AIM OF THE TASK:
Output as two-column CSV, with headers instruction and point, only the rows from the one holding "Shelf-audit tool: tag the dark" through the last row, inclusive. Write one CSV line per row: its text and its answer, each in a single quoted field, with any line breaks turned into spaces.

* BEGIN DATASET RECORDS *

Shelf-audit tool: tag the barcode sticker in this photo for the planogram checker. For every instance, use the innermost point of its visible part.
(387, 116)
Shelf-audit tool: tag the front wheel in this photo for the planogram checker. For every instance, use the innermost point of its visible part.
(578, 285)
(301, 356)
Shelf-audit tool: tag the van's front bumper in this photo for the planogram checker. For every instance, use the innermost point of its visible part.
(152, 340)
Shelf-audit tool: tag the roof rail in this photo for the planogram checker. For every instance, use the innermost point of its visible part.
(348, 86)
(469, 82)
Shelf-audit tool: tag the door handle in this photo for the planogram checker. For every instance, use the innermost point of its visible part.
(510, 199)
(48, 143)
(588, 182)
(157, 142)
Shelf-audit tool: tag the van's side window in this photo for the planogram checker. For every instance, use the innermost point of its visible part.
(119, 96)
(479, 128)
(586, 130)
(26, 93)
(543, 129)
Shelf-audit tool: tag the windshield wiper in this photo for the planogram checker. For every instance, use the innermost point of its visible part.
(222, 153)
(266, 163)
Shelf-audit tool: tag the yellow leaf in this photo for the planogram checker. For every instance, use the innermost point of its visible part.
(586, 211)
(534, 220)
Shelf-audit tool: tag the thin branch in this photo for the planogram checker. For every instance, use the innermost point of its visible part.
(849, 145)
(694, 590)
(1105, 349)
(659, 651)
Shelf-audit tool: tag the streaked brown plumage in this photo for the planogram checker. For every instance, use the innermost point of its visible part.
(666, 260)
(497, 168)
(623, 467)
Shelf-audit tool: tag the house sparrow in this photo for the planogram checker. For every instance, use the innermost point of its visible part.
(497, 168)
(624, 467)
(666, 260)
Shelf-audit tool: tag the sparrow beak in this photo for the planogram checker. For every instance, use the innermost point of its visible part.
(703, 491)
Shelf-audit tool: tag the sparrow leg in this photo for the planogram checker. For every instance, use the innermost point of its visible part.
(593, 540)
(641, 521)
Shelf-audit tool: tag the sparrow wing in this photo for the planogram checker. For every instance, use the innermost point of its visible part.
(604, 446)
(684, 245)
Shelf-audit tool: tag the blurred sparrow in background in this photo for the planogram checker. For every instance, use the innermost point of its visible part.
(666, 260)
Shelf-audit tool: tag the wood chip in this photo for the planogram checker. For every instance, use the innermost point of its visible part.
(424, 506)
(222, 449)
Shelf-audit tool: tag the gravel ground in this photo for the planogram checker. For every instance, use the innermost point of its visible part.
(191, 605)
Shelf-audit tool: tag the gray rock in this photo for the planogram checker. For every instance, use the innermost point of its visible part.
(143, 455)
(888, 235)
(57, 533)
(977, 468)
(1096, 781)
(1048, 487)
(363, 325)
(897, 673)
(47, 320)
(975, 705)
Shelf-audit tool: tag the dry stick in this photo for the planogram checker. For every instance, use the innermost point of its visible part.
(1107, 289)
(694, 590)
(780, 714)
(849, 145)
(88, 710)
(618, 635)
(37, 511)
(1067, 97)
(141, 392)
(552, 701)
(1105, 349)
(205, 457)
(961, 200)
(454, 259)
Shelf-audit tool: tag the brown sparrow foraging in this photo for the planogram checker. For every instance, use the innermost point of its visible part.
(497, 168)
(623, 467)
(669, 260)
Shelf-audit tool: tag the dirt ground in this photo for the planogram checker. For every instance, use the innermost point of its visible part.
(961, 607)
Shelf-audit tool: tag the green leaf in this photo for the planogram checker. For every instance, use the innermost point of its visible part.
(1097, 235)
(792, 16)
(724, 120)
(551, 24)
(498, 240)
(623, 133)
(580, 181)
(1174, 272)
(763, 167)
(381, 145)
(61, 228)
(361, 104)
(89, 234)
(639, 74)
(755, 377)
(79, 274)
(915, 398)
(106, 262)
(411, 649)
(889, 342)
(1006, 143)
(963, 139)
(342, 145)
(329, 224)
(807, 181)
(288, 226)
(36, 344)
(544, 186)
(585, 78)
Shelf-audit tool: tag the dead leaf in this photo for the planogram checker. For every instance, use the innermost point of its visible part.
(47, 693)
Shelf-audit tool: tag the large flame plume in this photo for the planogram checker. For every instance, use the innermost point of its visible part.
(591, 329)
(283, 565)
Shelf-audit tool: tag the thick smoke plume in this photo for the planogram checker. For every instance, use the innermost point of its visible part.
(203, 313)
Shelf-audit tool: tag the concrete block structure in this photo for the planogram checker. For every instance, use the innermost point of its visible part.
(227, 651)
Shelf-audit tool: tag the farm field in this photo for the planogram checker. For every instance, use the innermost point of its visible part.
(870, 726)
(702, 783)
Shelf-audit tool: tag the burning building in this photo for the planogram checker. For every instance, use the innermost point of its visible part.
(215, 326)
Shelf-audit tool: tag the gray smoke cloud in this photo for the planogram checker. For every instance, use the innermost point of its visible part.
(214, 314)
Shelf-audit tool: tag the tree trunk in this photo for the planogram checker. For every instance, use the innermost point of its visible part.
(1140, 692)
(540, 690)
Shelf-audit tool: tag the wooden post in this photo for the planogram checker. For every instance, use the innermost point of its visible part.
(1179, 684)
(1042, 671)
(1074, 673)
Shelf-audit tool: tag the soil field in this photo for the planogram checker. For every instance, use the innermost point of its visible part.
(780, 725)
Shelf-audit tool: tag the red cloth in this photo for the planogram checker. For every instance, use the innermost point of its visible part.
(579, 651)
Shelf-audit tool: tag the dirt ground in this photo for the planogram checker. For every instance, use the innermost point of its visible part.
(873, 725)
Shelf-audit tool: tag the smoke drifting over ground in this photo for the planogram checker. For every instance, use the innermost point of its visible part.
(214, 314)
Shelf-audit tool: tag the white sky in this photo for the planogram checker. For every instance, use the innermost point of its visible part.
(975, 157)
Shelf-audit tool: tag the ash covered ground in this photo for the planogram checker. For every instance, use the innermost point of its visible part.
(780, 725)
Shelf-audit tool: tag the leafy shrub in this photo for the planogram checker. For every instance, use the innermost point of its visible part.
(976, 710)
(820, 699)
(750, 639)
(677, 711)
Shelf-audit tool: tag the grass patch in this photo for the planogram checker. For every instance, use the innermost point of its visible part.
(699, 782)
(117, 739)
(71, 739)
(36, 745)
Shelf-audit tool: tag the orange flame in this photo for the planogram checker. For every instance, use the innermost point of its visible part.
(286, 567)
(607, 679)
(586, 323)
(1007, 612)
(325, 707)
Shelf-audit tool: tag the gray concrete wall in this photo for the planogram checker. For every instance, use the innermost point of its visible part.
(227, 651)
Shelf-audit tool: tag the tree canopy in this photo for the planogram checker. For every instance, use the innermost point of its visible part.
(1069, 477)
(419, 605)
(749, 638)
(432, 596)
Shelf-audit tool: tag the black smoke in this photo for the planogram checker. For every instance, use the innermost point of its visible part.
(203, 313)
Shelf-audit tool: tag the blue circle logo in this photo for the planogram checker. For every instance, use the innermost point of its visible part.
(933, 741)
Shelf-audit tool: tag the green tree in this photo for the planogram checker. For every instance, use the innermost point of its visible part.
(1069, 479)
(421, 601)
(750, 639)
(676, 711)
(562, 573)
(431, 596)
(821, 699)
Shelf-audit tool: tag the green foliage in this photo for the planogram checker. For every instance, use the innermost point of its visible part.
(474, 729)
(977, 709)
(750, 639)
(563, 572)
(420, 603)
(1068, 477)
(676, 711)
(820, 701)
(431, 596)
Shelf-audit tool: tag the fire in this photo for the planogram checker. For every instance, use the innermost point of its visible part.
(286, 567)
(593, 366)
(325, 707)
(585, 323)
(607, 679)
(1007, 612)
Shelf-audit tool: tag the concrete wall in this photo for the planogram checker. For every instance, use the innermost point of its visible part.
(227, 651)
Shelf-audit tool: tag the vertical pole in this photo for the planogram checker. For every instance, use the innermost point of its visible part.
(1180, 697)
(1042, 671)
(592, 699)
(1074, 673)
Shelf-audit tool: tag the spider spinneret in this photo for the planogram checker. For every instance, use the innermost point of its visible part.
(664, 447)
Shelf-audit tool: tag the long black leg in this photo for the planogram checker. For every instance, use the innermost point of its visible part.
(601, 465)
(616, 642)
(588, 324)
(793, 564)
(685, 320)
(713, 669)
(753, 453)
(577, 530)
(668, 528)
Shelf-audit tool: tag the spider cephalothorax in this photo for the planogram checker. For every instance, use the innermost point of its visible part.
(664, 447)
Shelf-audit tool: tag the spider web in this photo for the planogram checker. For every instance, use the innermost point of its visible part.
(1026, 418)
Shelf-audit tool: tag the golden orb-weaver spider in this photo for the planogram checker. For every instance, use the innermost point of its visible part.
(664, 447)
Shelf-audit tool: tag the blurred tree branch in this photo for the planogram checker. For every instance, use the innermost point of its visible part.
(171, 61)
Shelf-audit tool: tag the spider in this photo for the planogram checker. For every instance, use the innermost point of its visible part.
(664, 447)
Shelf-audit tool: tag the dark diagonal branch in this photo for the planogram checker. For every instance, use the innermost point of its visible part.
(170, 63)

* END DATASET RECORDS *

SOLVED EXERCISE:
instruction,point
"Shelf-audit tool: tag the dark diagonal branch in this photo for the planogram checker. For every instance, use the innermost point of its visible part.","(170, 63)"